Provided entries:

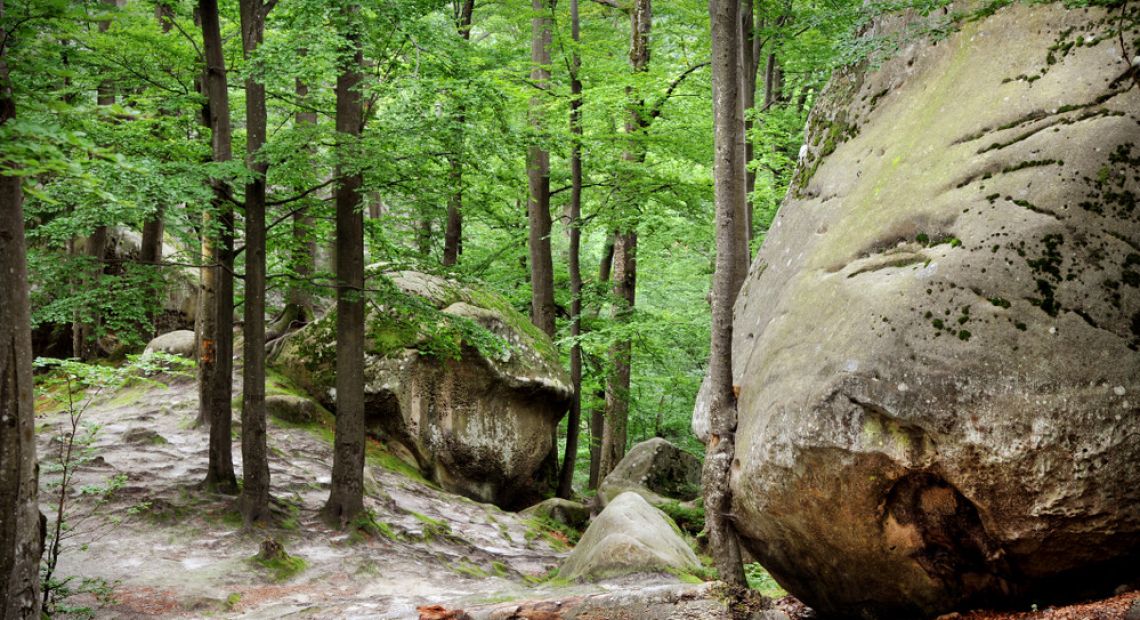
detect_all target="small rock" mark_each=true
[520,497,589,529]
[266,394,317,424]
[597,438,701,506]
[559,492,700,580]
[123,429,170,446]
[1124,598,1140,620]
[144,329,197,359]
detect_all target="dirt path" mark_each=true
[39,371,693,619]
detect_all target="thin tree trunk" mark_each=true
[443,0,475,267]
[701,0,747,588]
[72,0,115,361]
[597,231,637,481]
[323,6,365,528]
[587,234,616,489]
[740,0,760,251]
[0,16,43,620]
[198,0,237,493]
[557,0,583,499]
[241,0,269,527]
[527,0,554,336]
[597,0,653,480]
[270,70,317,335]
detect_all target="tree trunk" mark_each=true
[198,0,237,493]
[72,0,115,361]
[557,0,583,499]
[587,234,616,489]
[443,0,475,267]
[278,70,317,334]
[139,0,167,337]
[323,6,365,528]
[241,0,269,527]
[527,0,554,336]
[739,0,760,251]
[701,0,747,588]
[597,0,653,481]
[597,231,637,481]
[0,21,42,620]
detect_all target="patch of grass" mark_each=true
[451,560,488,579]
[253,552,309,581]
[658,500,705,536]
[526,517,581,552]
[744,562,788,598]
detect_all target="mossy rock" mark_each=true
[715,2,1140,619]
[274,266,572,508]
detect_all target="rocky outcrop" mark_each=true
[597,437,701,506]
[519,497,589,530]
[711,5,1140,618]
[559,492,700,580]
[275,267,572,508]
[144,329,197,359]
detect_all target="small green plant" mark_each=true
[744,562,788,598]
[252,538,308,581]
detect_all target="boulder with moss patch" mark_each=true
[597,437,701,506]
[559,492,701,581]
[711,3,1140,618]
[145,329,198,359]
[275,266,572,508]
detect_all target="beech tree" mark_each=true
[0,0,42,620]
[527,0,554,336]
[324,6,365,527]
[197,0,237,493]
[241,0,276,525]
[557,0,583,499]
[701,0,747,588]
[597,0,653,481]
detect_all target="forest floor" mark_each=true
[36,364,1140,620]
[38,371,707,619]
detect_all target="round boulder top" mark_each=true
[559,492,700,581]
[732,3,1140,619]
[144,329,197,358]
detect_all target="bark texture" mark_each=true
[0,16,42,620]
[241,0,269,525]
[587,234,614,489]
[443,0,475,267]
[527,0,554,336]
[701,0,747,588]
[197,0,237,493]
[557,0,583,499]
[597,0,653,480]
[324,7,365,527]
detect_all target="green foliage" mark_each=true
[744,563,788,598]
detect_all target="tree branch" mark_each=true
[649,62,709,120]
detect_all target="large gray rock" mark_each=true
[519,497,589,530]
[597,437,701,506]
[715,3,1140,618]
[144,329,197,359]
[559,492,700,580]
[275,267,572,508]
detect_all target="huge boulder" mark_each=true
[715,3,1140,618]
[597,437,701,506]
[275,267,572,508]
[144,329,198,359]
[559,492,701,581]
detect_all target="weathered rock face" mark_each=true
[559,492,700,580]
[732,5,1140,618]
[275,268,572,508]
[144,329,197,359]
[597,437,701,506]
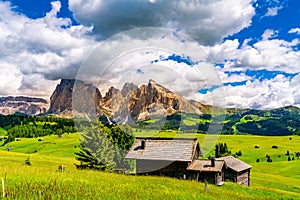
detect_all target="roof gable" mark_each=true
[216,156,252,172]
[187,160,224,172]
[125,138,201,161]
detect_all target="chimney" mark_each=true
[211,157,216,167]
[141,139,146,150]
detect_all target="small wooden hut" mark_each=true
[126,138,202,178]
[187,158,224,185]
[216,156,252,186]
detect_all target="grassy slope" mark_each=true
[0,151,292,199]
[0,127,7,136]
[0,134,79,158]
[0,132,300,199]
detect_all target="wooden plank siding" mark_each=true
[136,160,189,178]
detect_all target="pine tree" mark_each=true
[75,124,115,170]
[215,144,220,158]
[75,122,134,170]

Exercise: Rewrite all the records above with "boulder" replaced by "stone" everywhere and nothing else changed, and leave the pictures out of your answer.

Answer to the exercise:
detect_all target="small rock" mark_each=true
[520,497,589,529]
[266,394,317,424]
[597,438,701,506]
[559,492,700,580]
[123,429,170,446]
[1124,598,1140,620]
[144,329,197,359]
detect_all target="dirt path" mark_each=true
[39,371,693,619]
detect_all target="thin tree trunk" mark_each=true
[443,0,475,267]
[701,0,747,588]
[72,0,115,361]
[597,231,637,481]
[323,6,365,528]
[587,234,616,489]
[740,0,760,251]
[0,16,43,620]
[198,0,237,493]
[557,0,583,499]
[241,0,269,527]
[527,0,554,336]
[597,0,653,480]
[270,70,317,335]
detect_all target="tree trunk" mark_each=true
[198,0,237,493]
[72,0,115,361]
[557,0,583,499]
[587,234,616,489]
[443,0,475,267]
[278,70,317,334]
[139,0,167,337]
[323,6,365,528]
[241,0,269,527]
[527,0,554,336]
[739,0,760,251]
[701,0,747,588]
[597,0,653,481]
[597,231,637,481]
[0,21,42,620]
detect_all target="patch of grass" mark_each=true
[451,560,488,579]
[253,552,309,581]
[658,500,705,536]
[526,517,581,552]
[744,562,788,598]
detect_all target="mossy rock" mark_each=true
[715,2,1140,619]
[274,266,572,508]
detect_all target="rocky outcrop" mark_each=true
[597,437,701,506]
[519,497,589,530]
[711,5,1140,618]
[559,492,700,580]
[275,267,572,508]
[144,329,197,359]
detect_all target="small green plant" mark_each=true
[744,562,788,598]
[252,538,308,581]
detect_all target="stone with moss patch" mark_each=true
[597,437,701,506]
[559,492,701,581]
[711,3,1140,618]
[145,329,198,359]
[275,266,572,508]
detect_all target="beech tree" mark_each=true
[0,0,42,620]
[527,0,554,336]
[324,6,365,527]
[197,0,237,493]
[241,0,276,525]
[557,0,583,499]
[701,0,747,588]
[597,0,653,481]
detect_all target="forest floor" mark_each=true
[36,364,1140,620]
[38,371,707,619]
detect_all target="round stone top" mark_each=true
[559,492,700,581]
[732,3,1140,619]
[144,329,197,358]
detect_all target="bark texture" mark_each=true
[0,16,42,620]
[241,0,269,525]
[587,234,614,489]
[443,0,475,267]
[527,0,554,336]
[701,0,747,588]
[197,0,237,493]
[557,0,583,499]
[597,0,653,480]
[324,7,365,527]
detect_all target="green foliage" mark_each=true
[744,563,788,598]
detect_all target="tree branch" mark_each=true
[649,62,709,120]
detect_all target="large gray rock" mark_each=true
[519,497,589,530]
[597,437,701,506]
[715,3,1140,618]
[144,329,197,359]
[559,492,700,580]
[275,267,572,508]
detect_all target="huge stone" mark_each=true
[715,3,1140,618]
[597,437,701,506]
[275,267,572,508]
[144,329,198,359]
[559,492,701,581]
detect_all target="weathered rock face" mark_each=true
[559,492,700,580]
[732,5,1140,618]
[275,268,572,508]
[144,329,197,359]
[597,437,701,506]
detect_all target="roof gable" mark_each=true
[216,156,252,172]
[187,160,224,172]
[125,138,201,161]
detect_all target="chimney" mark_each=true
[211,157,216,167]
[141,139,146,150]
detect_all target="small wooden hut" mark_each=true
[126,138,202,178]
[187,158,224,185]
[216,156,252,186]
detect_all target="grassy slope" mark_each=true
[0,151,292,199]
[0,127,7,136]
[0,134,79,158]
[0,132,300,199]
detect_all target="wooden plank siding" mark_each=true
[136,160,189,178]
detect_all target="pine tree" mark_each=true
[75,124,115,170]
[215,144,220,158]
[75,122,134,170]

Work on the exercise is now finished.